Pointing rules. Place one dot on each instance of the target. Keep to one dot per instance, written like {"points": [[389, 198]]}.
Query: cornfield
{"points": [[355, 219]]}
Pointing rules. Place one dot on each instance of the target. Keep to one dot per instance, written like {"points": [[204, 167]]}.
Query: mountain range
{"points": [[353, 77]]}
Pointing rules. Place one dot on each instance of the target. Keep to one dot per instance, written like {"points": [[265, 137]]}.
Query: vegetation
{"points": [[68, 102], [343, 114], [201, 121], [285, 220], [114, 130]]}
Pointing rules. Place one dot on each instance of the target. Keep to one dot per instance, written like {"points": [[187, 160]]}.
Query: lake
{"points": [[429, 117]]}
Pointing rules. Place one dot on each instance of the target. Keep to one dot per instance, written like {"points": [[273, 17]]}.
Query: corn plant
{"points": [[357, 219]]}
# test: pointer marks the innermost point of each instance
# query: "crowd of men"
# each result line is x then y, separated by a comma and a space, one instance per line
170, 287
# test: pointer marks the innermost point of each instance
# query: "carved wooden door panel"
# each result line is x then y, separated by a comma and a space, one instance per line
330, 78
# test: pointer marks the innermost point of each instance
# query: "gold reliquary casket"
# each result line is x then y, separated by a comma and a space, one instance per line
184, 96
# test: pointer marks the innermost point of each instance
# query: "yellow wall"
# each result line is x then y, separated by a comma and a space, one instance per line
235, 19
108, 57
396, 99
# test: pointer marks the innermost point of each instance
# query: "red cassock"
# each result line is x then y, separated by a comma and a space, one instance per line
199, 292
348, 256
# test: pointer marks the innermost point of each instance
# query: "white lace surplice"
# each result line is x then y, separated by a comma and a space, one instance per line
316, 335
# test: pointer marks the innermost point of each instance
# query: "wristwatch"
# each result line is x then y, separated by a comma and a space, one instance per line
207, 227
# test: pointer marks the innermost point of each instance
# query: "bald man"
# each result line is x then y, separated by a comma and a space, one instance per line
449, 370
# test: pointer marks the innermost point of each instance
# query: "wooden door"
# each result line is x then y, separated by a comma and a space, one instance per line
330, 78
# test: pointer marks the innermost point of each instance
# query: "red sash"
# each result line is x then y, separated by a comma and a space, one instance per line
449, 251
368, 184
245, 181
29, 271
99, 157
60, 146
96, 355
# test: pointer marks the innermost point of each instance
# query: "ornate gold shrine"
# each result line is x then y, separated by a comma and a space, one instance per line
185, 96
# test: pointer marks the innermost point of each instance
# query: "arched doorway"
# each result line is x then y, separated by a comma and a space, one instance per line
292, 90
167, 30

• • • • • • •

**SET PROBLEM**
Repeat all of the records above exactly as they appear.

**TASK RESPONSE**
Pointing rules. Place one dot on each instance of the target. Keep to one dot per instance, written like {"points": [[389, 198]]}.
Query: cornfield
{"points": [[355, 219]]}
Pointing rules. Place one dot on each instance of the target. Keep to one dot per instance, written like {"points": [[204, 167]]}.
Query: mountain range
{"points": [[353, 77]]}
Pointing rules. Place one dot on each instance of the target. Keep to one dot per instance, written like {"points": [[265, 137]]}.
Query: vegetation
{"points": [[68, 102], [343, 114], [201, 121], [285, 220], [114, 130]]}
Pointing rules. Place one dot on each instance of the target. Keep to one dot per instance, written like {"points": [[187, 160]]}.
Query: lake
{"points": [[429, 117]]}
Pointing rules. Place one dot on each instance of the target. Keep to one dot per instance, written like {"points": [[273, 17]]}.
Query: corn plant
{"points": [[357, 219]]}
# test: pointer marks the innermost point of each instance
# query: "crowd of men"
# each result line is x then y, separated by a comma and a space, one instance per line
170, 287
# test: pointer marks the innermost point of each instance
# query: "carved wooden door panel"
# each result line is x then y, separated by a comma and a space, one instance per line
330, 78
# test: pointer marks the innermost point of each instance
# query: "gold reliquary casket"
# each result line is x then y, separated by a comma and a space, one instance per line
184, 96
# test: pointer marks the innermost point of each instance
# query: "yellow wall"
# each result line is x then y, separated by a comma and a space, one instance per line
235, 19
108, 57
396, 99
# test: pointer marks the innermost point of each instance
# query: "red cassock"
# each result line is x then y, separated by a comma and a space, one instance per line
199, 292
348, 256
# test: pointer marks the innermost point of each instance
# query: "white lace surplice"
# each result line is x then y, separated by a comma and a space, one instance per line
316, 335
# test: pointer marks the innermost point of each instance
# query: "wristwatch"
# each result line is x then y, separated by a comma and a space, one instance per line
207, 227
# test: pointer marks the innermost point of each instance
# query: "bald man"
# each result line is x then y, separated by a comma and a space, one instance per line
449, 370
# test: pointer marks the innermost point of each instance
# query: "wooden door"
# each result line is x then y, separated by a comma and a space, one instance per line
330, 78
# test: pointer marks the innermost point of each instance
# query: "red sash"
# each result line is x then y, separated by a comma and a space, one instance per line
449, 251
368, 184
245, 181
29, 271
99, 157
60, 146
96, 355
# test: pointer marks the innermost point of each instance
# query: "ornate gold shrine"
# each result line is x then y, separated by a comma and a space, one instance per line
185, 96
# test: pointer marks the innermost point of each instance
# query: "arched doorway"
# each result line is x then y, separated by a comma and a space, one instance per line
292, 90
167, 30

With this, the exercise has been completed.